(INSTRUÇÕES DA TAREFA):
Copie outra vez só as linhas que vão da que contém "TARGET = beige chair" até o fim dos itens, com as duas pontas e os pedidos incluídos. Nas respostas, some -68 a cada número das coordenadas.

(INFORMAÇÕES EXTRAÍDAS):
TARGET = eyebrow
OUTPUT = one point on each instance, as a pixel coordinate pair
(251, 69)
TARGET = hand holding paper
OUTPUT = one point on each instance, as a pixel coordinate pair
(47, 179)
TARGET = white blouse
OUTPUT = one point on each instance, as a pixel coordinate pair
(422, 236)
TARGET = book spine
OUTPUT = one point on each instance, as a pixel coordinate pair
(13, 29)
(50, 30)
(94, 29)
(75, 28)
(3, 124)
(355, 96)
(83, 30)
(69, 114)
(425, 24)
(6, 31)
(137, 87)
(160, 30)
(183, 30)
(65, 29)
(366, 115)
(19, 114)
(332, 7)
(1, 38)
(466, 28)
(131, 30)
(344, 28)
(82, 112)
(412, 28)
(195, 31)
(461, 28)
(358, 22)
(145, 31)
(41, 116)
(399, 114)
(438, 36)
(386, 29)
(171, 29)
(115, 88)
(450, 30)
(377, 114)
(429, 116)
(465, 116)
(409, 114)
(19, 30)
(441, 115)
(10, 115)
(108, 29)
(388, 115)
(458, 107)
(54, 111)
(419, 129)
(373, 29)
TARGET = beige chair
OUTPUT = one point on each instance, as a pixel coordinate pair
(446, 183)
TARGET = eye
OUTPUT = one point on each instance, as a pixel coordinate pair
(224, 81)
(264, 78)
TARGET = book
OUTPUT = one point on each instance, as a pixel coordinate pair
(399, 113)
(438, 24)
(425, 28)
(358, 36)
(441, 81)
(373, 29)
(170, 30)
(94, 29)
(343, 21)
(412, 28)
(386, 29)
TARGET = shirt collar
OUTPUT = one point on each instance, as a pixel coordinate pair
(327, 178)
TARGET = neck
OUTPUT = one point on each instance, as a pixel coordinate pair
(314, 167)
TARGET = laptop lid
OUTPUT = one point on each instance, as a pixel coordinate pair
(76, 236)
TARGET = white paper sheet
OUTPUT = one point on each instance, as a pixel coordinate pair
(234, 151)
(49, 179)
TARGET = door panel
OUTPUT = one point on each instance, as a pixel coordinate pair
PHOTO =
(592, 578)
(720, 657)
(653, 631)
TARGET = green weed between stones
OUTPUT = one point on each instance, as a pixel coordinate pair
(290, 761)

(RESPOSTA ABAIXO):
TARGET = beige chair
OUTPUT = one point on each instance, as a pixel coordinate pair
(378, 115)
TARGET = eye
OUTPUT = one point on each instance, as a pixel coordinate pair
(156, 13)
(196, 10)
TARGET = book
OUTPUT = one point on each instance, as a pixel coordinate pair
(331, 45)
(370, -44)
(357, -40)
(290, -32)
(373, 13)
(305, -39)
(102, -38)
(26, -39)
(275, -47)
(344, -40)
(318, -39)
TARGET = shirt collar
OUTPUT = one point on each instance, as a pixel coordinate pair
(259, 110)
TARGET = neck
OUTPUT = one point on each instance, as a pixel coordinate pair
(246, 99)
TARGET = laptop lid
OUTPUT = one point on each instance, as a pixel coordinate pair
(8, 168)
TARGET = white paper sheet
OUTPUT = one point on each instance, as a pixel coordinate pair
(166, 83)
(-19, 111)
TARGET = door panel
OUTPUT = one point on each instance, as a pixel coordinate pair
PHOTO =
(524, 510)
(652, 589)
(585, 563)
TARGET = green weed between stones
OUTPUT = one point on each instance, as a pixel coordinate pair
(222, 693)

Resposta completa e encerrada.